(Stored items from a collection)
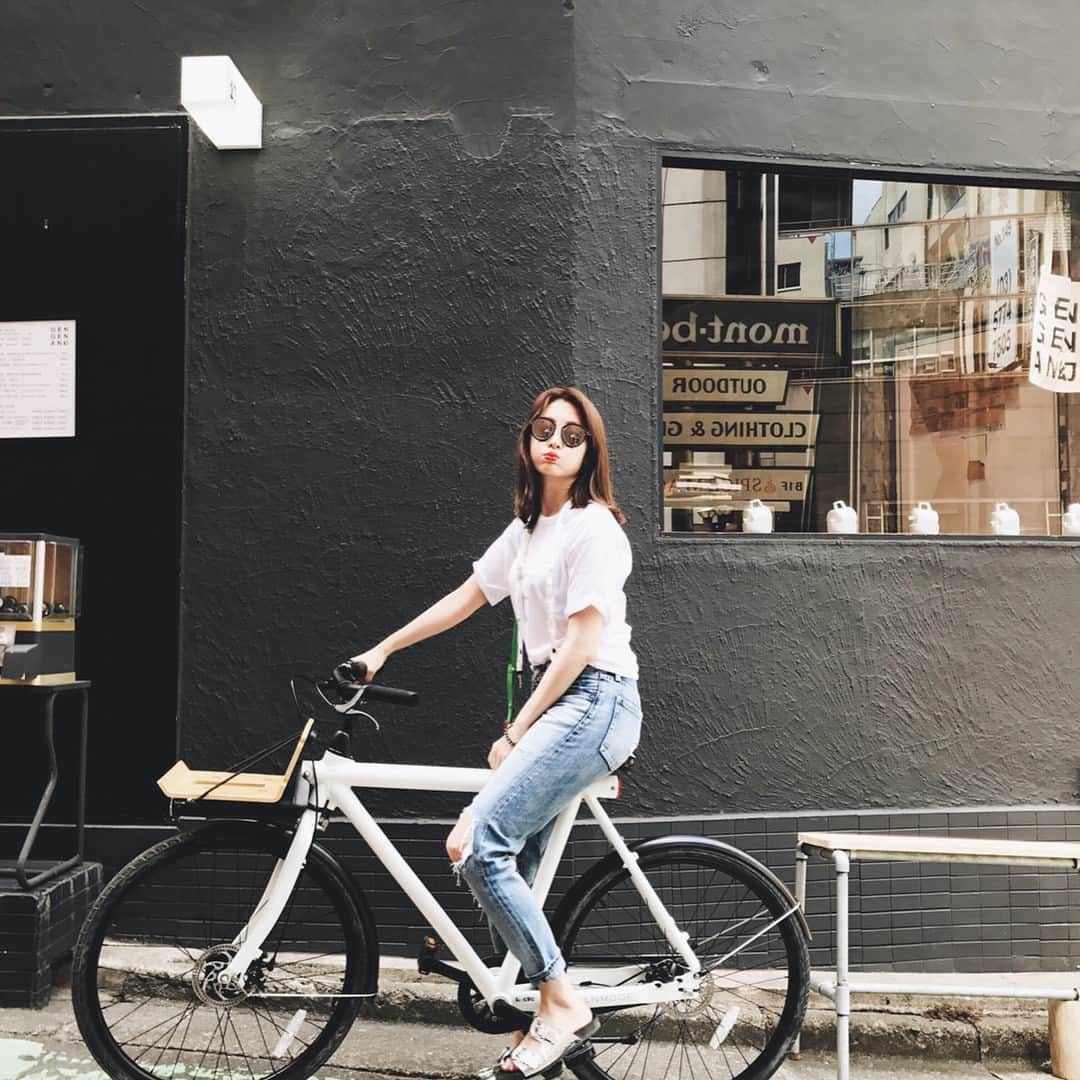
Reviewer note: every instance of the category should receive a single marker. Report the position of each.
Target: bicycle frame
(332, 780)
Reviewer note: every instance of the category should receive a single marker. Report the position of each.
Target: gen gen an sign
(750, 326)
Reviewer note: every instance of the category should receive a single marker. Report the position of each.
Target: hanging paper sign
(1055, 334)
(1004, 274)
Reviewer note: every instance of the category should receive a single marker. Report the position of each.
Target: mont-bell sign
(750, 326)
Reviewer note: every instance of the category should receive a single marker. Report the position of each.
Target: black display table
(49, 693)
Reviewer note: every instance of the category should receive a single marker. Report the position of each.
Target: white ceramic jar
(1070, 521)
(923, 521)
(841, 517)
(757, 517)
(1004, 521)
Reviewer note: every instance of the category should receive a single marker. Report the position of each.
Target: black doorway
(93, 229)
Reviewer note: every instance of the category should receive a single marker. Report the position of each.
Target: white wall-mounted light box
(220, 103)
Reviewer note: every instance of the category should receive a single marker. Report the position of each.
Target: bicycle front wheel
(144, 981)
(752, 994)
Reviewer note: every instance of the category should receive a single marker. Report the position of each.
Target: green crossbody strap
(513, 673)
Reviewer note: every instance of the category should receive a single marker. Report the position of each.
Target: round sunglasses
(543, 428)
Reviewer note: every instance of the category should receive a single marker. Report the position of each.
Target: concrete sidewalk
(414, 1028)
(945, 1027)
(44, 1044)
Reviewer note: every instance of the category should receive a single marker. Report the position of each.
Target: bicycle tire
(739, 1026)
(179, 904)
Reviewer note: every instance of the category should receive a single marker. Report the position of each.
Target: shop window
(788, 277)
(825, 340)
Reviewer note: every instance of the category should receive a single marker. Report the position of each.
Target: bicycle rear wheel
(752, 996)
(144, 976)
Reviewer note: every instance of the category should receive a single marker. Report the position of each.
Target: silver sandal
(555, 1043)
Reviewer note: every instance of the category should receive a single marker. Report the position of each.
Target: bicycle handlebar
(350, 676)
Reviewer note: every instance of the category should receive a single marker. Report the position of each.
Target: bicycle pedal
(429, 948)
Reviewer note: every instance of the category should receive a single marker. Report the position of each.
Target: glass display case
(40, 598)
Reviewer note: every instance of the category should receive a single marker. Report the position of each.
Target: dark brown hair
(593, 482)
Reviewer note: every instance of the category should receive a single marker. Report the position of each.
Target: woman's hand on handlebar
(373, 660)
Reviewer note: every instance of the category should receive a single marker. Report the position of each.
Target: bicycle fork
(279, 888)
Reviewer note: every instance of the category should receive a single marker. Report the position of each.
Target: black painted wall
(457, 205)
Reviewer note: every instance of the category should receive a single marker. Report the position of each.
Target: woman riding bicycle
(563, 561)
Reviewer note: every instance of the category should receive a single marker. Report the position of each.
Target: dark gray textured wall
(456, 205)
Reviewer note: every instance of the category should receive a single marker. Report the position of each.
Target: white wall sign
(1004, 271)
(772, 483)
(37, 379)
(1055, 334)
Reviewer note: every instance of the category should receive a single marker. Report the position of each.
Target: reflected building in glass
(921, 394)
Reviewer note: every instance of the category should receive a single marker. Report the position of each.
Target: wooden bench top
(913, 847)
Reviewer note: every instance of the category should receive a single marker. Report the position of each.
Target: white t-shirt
(592, 561)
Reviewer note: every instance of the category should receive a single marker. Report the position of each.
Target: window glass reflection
(854, 341)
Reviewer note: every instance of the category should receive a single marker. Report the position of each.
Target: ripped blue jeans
(585, 736)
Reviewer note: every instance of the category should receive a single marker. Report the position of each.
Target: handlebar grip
(351, 673)
(390, 694)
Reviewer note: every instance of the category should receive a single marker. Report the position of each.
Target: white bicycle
(243, 948)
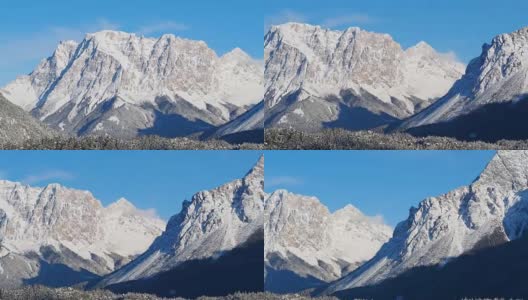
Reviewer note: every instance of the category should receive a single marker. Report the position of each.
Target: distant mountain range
(307, 246)
(318, 78)
(60, 237)
(486, 214)
(123, 85)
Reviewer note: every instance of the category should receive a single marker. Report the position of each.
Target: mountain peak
(192, 80)
(325, 63)
(489, 211)
(214, 221)
(303, 237)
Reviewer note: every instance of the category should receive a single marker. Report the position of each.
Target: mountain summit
(126, 85)
(490, 211)
(352, 78)
(306, 245)
(212, 223)
(489, 102)
(499, 74)
(55, 230)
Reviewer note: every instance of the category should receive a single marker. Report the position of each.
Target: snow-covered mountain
(316, 77)
(490, 211)
(48, 232)
(499, 75)
(17, 126)
(302, 237)
(211, 223)
(121, 84)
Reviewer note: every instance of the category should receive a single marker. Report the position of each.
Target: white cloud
(161, 27)
(282, 181)
(352, 19)
(48, 175)
(282, 17)
(20, 50)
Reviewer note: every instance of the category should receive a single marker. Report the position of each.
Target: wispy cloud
(282, 181)
(348, 20)
(24, 51)
(162, 27)
(48, 175)
(282, 17)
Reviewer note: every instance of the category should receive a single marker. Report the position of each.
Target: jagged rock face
(499, 75)
(57, 225)
(212, 222)
(490, 211)
(302, 236)
(17, 126)
(122, 84)
(352, 68)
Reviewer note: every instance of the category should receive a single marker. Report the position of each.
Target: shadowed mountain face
(111, 83)
(17, 126)
(490, 123)
(354, 79)
(308, 246)
(237, 270)
(492, 272)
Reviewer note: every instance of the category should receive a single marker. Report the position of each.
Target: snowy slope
(212, 222)
(302, 236)
(490, 211)
(17, 126)
(252, 119)
(55, 224)
(119, 83)
(356, 67)
(499, 75)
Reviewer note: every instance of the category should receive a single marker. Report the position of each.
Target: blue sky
(457, 26)
(31, 29)
(385, 183)
(149, 179)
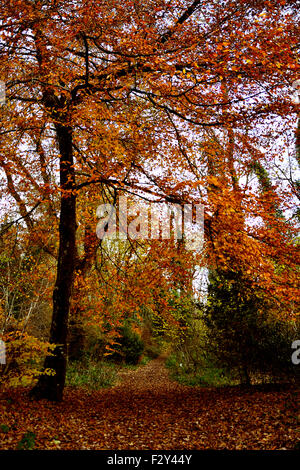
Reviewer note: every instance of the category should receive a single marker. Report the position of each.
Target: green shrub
(93, 376)
(130, 347)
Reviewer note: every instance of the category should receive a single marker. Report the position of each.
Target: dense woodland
(166, 102)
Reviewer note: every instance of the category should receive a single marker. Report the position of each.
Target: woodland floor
(146, 410)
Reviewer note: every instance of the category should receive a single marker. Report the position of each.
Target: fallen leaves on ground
(146, 410)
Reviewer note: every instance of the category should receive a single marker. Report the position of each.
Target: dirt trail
(147, 410)
(153, 377)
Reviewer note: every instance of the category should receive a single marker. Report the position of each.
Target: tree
(116, 86)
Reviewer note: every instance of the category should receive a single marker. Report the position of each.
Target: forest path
(147, 410)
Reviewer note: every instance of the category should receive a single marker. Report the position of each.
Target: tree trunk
(51, 386)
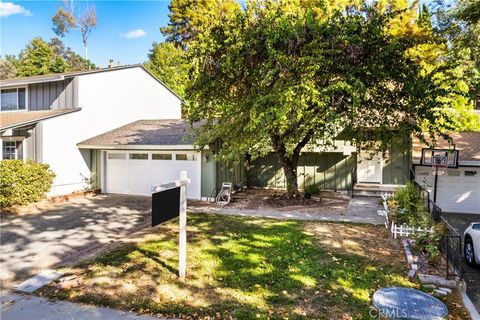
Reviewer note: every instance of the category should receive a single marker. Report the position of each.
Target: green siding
(209, 168)
(396, 166)
(95, 169)
(328, 170)
(235, 173)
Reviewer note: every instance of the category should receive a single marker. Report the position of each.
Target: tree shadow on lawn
(246, 269)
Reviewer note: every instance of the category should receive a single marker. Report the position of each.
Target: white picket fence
(396, 230)
(407, 230)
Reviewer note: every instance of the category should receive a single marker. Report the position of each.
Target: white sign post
(182, 247)
(182, 238)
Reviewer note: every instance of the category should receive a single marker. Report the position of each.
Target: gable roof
(468, 144)
(170, 132)
(62, 76)
(15, 119)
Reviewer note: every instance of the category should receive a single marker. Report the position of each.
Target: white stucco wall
(108, 100)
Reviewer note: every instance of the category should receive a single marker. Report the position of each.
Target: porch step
(373, 190)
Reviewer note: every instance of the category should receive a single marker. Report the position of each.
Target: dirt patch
(261, 199)
(45, 204)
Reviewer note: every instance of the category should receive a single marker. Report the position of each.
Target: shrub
(23, 182)
(429, 243)
(407, 207)
(312, 189)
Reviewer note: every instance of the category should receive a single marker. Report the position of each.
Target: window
(184, 156)
(138, 156)
(12, 150)
(422, 173)
(117, 156)
(181, 156)
(453, 173)
(13, 99)
(161, 156)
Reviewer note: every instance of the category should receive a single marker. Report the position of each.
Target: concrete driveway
(460, 222)
(46, 234)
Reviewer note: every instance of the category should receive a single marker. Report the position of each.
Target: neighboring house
(43, 118)
(458, 189)
(120, 130)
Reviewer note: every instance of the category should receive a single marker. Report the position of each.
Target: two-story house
(118, 130)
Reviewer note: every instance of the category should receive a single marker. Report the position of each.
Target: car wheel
(469, 252)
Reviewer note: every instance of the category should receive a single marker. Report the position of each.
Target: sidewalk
(25, 307)
(359, 210)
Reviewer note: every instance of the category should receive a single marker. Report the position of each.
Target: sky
(125, 29)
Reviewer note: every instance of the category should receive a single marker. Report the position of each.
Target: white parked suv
(471, 247)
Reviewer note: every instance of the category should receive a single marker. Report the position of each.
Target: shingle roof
(468, 144)
(61, 76)
(14, 119)
(145, 132)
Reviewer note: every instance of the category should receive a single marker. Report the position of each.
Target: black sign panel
(165, 205)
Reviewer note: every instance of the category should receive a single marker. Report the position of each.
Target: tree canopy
(40, 58)
(169, 63)
(75, 15)
(286, 75)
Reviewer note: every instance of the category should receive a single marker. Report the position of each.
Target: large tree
(459, 24)
(287, 75)
(76, 15)
(7, 69)
(75, 61)
(169, 63)
(38, 58)
(190, 19)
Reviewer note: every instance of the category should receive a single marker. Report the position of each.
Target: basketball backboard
(439, 157)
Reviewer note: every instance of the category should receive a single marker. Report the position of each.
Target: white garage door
(458, 190)
(136, 172)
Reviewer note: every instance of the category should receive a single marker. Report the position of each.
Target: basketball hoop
(439, 160)
(439, 164)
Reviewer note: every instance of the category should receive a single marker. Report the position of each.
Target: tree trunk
(290, 170)
(290, 164)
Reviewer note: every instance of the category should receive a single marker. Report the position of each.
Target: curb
(462, 288)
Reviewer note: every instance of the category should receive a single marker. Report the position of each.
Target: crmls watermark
(388, 313)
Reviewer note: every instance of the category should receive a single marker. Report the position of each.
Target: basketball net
(439, 164)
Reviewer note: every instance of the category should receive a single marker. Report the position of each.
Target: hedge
(23, 182)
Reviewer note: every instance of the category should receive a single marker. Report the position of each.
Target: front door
(369, 168)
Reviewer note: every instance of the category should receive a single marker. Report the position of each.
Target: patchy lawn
(248, 268)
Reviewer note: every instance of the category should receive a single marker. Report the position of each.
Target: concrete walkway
(25, 307)
(359, 210)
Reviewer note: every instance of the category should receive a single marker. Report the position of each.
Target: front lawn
(247, 268)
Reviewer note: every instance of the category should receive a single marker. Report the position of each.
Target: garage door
(458, 190)
(136, 172)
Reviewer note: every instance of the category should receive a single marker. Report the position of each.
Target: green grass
(246, 268)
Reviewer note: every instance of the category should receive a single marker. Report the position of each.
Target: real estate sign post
(169, 200)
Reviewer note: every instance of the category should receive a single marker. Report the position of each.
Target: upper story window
(12, 150)
(13, 99)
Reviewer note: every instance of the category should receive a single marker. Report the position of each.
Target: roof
(468, 144)
(66, 75)
(172, 132)
(15, 119)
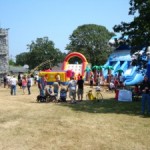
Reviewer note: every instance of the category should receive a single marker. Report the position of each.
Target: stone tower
(4, 52)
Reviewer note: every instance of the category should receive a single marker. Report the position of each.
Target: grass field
(87, 125)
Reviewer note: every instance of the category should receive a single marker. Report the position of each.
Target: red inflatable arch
(75, 54)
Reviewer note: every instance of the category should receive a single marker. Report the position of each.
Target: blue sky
(56, 19)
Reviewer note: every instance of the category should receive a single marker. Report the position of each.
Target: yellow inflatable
(52, 76)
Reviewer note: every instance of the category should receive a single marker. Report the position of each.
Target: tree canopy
(92, 41)
(138, 31)
(39, 51)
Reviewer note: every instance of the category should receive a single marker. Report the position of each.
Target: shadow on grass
(107, 106)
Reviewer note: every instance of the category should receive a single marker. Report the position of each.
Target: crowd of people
(75, 87)
(23, 81)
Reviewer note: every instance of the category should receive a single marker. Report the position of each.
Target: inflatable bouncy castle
(68, 70)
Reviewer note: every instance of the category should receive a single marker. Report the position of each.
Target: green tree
(92, 41)
(39, 51)
(138, 30)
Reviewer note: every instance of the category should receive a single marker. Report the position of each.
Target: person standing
(91, 80)
(145, 89)
(72, 89)
(29, 84)
(13, 84)
(24, 84)
(56, 88)
(80, 91)
(5, 80)
(41, 85)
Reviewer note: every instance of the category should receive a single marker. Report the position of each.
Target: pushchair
(63, 95)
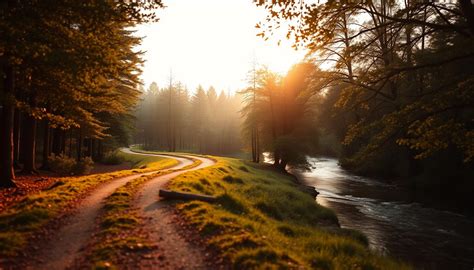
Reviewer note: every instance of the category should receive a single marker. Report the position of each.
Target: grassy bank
(262, 220)
(119, 234)
(20, 221)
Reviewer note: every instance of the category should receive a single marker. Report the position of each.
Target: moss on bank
(19, 221)
(263, 220)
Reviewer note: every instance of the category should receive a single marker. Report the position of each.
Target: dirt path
(175, 251)
(63, 247)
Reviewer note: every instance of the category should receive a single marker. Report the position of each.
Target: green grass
(262, 220)
(19, 221)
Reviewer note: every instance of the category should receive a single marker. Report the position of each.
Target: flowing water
(395, 225)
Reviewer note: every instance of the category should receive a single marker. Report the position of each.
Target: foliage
(20, 221)
(173, 120)
(62, 164)
(282, 110)
(65, 165)
(262, 220)
(399, 75)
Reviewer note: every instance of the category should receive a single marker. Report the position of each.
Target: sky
(209, 42)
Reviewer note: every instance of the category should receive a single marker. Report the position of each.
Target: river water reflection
(395, 225)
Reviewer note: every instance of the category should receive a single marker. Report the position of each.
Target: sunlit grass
(263, 220)
(19, 221)
(118, 224)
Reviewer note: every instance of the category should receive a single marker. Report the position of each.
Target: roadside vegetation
(262, 220)
(22, 220)
(119, 233)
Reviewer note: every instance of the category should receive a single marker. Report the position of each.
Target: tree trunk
(79, 146)
(7, 174)
(46, 143)
(63, 142)
(16, 139)
(29, 165)
(70, 143)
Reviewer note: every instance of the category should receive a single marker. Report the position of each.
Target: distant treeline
(173, 119)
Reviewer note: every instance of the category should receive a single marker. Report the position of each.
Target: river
(394, 224)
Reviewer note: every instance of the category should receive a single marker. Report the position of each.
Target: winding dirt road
(60, 251)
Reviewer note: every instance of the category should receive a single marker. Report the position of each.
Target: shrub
(112, 158)
(65, 165)
(61, 164)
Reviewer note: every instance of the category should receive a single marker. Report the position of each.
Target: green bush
(112, 158)
(65, 165)
(84, 166)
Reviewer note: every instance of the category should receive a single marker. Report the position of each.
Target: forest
(386, 90)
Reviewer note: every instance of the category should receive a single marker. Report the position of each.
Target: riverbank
(263, 220)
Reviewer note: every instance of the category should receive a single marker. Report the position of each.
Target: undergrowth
(26, 217)
(262, 220)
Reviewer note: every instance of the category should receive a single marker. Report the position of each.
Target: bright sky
(209, 42)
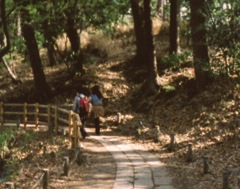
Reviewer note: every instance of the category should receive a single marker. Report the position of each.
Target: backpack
(84, 106)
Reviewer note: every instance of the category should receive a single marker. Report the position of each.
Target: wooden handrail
(37, 114)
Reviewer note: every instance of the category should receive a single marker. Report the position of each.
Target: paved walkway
(135, 167)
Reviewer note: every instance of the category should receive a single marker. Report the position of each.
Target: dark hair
(95, 90)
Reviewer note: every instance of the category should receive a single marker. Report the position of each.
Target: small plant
(169, 88)
(175, 61)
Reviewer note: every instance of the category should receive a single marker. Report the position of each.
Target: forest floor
(208, 120)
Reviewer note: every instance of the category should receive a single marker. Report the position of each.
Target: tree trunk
(152, 81)
(74, 39)
(49, 41)
(137, 13)
(50, 51)
(160, 9)
(41, 90)
(199, 42)
(174, 26)
(5, 30)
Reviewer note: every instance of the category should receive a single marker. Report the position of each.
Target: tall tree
(199, 42)
(74, 37)
(5, 29)
(41, 90)
(174, 25)
(145, 53)
(138, 19)
(160, 8)
(153, 78)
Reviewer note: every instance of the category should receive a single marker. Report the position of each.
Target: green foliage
(169, 88)
(223, 37)
(175, 61)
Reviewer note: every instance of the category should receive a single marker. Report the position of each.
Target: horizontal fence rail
(55, 118)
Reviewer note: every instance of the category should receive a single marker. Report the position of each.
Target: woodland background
(172, 64)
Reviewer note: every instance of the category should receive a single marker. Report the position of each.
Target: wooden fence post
(205, 165)
(225, 179)
(36, 115)
(189, 153)
(172, 142)
(70, 122)
(56, 119)
(49, 118)
(66, 166)
(25, 115)
(1, 113)
(46, 179)
(9, 185)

## How to complete this task
Find the line with "Target: green foliage". Transcribe it and every line after it exactly, through the end of the records above, and nothing else.

## Response to the exercise
Target: green foliage
(169, 88)
(223, 37)
(175, 61)
Reviewer note: every instance of the category should receive a single marker. Report the position of each.
Target: horizontal fence rail
(55, 118)
Reviewer note: every instance of the category should receive a single marker. Report the position of each.
Target: woodland background
(172, 64)
Reviewer note: every instance of the category should receive a single marker. Report the position of each.
Target: wooden fence post
(205, 165)
(225, 179)
(36, 115)
(189, 153)
(172, 142)
(70, 122)
(56, 119)
(49, 118)
(66, 166)
(25, 115)
(1, 113)
(46, 179)
(9, 185)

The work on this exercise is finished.